Prompt –
Copy the material word for word, from its first line up to and including the line with "[(183, 141)]". Leave the pictures out of your copy.

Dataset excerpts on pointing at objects
* * * * * * * * *
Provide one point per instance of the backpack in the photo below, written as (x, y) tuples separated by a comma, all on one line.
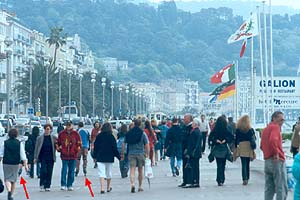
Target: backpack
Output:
[(120, 142)]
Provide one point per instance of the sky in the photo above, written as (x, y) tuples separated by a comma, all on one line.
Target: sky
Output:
[(291, 3)]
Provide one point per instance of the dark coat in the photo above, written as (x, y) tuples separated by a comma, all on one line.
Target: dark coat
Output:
[(173, 142), (105, 148)]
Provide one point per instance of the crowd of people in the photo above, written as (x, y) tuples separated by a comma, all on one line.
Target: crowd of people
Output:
[(183, 141)]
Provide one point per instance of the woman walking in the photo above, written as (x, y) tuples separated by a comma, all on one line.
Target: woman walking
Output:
[(45, 154), (245, 144), (220, 137), (105, 149), (152, 140), (12, 152)]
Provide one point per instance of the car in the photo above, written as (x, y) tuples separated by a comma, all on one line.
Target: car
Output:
[(2, 130)]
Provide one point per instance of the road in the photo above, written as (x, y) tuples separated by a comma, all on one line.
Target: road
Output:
[(163, 185)]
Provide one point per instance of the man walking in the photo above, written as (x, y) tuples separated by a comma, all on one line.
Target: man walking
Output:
[(204, 128), (84, 135), (275, 169), (68, 144), (138, 150)]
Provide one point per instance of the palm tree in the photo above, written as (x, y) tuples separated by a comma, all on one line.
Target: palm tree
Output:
[(58, 39)]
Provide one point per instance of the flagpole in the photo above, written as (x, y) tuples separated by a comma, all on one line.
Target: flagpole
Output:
[(261, 66), (271, 56), (236, 90), (266, 60)]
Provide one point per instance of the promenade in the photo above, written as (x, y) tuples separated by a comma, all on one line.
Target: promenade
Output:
[(163, 185)]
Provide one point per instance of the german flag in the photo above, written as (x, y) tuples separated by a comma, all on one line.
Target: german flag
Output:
[(227, 92)]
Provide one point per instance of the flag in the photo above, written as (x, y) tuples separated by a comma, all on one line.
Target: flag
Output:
[(224, 75), (243, 48), (247, 30), (227, 92), (219, 89), (212, 99)]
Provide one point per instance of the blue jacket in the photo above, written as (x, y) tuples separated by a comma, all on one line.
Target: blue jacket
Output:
[(296, 174)]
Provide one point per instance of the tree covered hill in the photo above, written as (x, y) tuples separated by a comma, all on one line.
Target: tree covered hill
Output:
[(162, 42)]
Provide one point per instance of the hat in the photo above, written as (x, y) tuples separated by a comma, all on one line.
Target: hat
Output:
[(68, 123)]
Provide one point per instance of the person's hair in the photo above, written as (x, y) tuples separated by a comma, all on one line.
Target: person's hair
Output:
[(221, 125), (47, 125), (13, 133), (276, 114), (35, 131), (123, 128), (106, 127), (80, 124), (137, 122), (243, 123)]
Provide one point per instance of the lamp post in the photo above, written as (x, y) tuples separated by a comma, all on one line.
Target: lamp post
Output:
[(70, 72), (112, 97), (103, 83), (80, 76), (93, 80), (8, 50), (120, 92), (127, 100)]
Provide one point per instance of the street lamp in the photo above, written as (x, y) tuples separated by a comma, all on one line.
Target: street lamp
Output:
[(80, 75), (70, 72), (120, 92), (93, 80), (112, 97), (127, 100), (103, 83), (8, 50)]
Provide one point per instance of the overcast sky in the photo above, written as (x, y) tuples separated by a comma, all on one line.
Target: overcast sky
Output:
[(291, 3)]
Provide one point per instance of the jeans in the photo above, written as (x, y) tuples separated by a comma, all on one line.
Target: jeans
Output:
[(46, 173), (221, 162), (275, 180), (172, 163), (245, 168), (67, 172)]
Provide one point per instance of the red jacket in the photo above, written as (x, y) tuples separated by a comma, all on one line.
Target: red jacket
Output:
[(271, 142), (68, 144)]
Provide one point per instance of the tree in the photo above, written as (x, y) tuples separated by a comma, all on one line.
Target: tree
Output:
[(57, 39)]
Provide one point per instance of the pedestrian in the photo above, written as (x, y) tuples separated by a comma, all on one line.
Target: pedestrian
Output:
[(95, 132), (295, 139), (173, 147), (123, 164), (68, 144), (204, 129), (158, 144), (296, 175), (45, 154), (152, 140), (275, 168), (138, 150), (11, 152), (105, 149), (245, 144), (220, 137), (29, 149), (193, 154), (84, 150), (187, 128)]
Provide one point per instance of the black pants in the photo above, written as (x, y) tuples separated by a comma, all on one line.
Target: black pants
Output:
[(245, 168), (221, 162), (46, 173), (204, 136), (196, 170)]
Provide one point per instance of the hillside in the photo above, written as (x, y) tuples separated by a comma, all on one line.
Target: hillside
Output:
[(162, 42)]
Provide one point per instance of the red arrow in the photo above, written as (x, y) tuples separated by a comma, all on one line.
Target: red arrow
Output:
[(88, 183), (23, 182)]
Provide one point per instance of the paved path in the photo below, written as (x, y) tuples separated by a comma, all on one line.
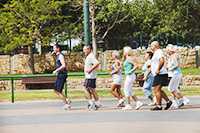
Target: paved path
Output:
[(49, 117)]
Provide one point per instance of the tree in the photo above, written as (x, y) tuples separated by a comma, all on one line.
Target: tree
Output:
[(29, 21)]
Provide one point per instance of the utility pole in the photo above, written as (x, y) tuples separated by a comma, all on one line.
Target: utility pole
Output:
[(87, 34)]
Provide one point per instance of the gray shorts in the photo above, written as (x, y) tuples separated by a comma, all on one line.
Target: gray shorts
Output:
[(90, 83)]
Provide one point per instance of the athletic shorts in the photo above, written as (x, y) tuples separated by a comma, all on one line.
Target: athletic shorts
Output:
[(90, 83), (128, 85), (60, 82), (117, 79), (161, 79), (175, 82)]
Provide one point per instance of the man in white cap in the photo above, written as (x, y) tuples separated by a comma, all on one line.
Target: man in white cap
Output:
[(160, 76), (175, 75)]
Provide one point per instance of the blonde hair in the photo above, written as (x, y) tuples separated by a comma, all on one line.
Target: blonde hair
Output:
[(116, 53), (127, 49)]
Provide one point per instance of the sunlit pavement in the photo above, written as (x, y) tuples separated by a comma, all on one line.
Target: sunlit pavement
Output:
[(50, 117)]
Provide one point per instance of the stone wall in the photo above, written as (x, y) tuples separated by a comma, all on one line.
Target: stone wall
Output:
[(45, 63), (102, 83), (187, 57)]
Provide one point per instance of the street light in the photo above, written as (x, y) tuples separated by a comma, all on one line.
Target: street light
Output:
[(87, 35)]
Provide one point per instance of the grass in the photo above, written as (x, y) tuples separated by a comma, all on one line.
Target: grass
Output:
[(191, 71), (77, 94)]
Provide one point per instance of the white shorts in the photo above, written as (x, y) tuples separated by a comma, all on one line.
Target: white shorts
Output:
[(117, 79), (128, 84), (175, 82)]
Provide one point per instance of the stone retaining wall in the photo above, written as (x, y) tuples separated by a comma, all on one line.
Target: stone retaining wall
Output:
[(101, 83), (45, 63)]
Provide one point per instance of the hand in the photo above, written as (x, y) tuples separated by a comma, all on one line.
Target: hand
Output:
[(55, 72), (145, 78), (78, 64), (88, 71), (157, 72)]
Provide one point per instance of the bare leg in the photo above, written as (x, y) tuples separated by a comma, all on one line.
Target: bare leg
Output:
[(178, 95), (88, 94), (94, 94), (61, 96), (119, 92), (157, 92), (164, 96), (134, 98), (114, 91)]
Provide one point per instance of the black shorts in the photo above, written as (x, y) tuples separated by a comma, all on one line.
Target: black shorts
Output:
[(90, 83), (60, 82), (161, 79)]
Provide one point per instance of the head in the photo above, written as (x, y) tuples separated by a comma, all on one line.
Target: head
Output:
[(87, 49), (170, 49), (127, 51), (148, 54), (155, 45), (115, 55), (57, 48)]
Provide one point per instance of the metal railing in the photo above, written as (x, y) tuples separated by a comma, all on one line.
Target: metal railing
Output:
[(12, 78)]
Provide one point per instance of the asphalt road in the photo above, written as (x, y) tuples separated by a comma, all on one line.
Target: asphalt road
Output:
[(50, 117)]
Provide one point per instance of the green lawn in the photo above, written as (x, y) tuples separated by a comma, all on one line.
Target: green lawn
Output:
[(191, 71), (77, 94)]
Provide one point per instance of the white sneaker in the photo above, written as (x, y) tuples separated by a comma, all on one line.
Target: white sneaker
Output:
[(138, 105), (127, 107), (186, 100), (174, 105), (120, 103), (98, 104), (151, 104), (67, 106)]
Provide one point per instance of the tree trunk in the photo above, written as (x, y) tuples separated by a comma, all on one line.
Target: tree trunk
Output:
[(94, 44), (31, 58)]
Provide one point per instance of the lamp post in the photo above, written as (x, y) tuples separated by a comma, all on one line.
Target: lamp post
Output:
[(87, 34)]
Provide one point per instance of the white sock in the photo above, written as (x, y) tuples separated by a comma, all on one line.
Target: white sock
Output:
[(97, 103), (90, 102)]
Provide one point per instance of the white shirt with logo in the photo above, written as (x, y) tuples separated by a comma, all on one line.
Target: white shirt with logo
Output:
[(89, 62), (158, 54)]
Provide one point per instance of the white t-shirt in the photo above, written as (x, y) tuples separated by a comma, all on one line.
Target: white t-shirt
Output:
[(89, 62), (158, 54)]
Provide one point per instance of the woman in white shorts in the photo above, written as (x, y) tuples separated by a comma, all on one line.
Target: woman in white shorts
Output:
[(116, 72), (175, 75), (129, 68)]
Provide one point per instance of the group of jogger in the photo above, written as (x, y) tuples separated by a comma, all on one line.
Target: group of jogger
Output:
[(159, 70)]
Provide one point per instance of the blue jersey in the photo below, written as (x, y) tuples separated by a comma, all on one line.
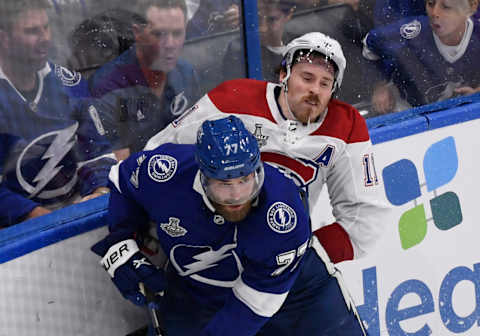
* * * * * * * * *
The answer –
Provide one point per instance of the backpack in the photo below, written as (x, y) tuples separated by a comma, all on one line.
Target: backpack
Output:
[(120, 142)]
Provide one point per instance of the sky in the photo above, written as (x, y) tuples separated by a comma, all on one line.
Target: sky
Output:
[(291, 3)]
Provide one point per instance of the dark coat in the photo above, written as (x, y) tuples separated by a comma, all on one line.
Target: dark coat
Output:
[(173, 142), (105, 148)]
Provide one point per instance of the crowd of people in the photo above, written as (x, y) tuples separated by a comma, all on one line.
Target: crowd of people
Output:
[(183, 141)]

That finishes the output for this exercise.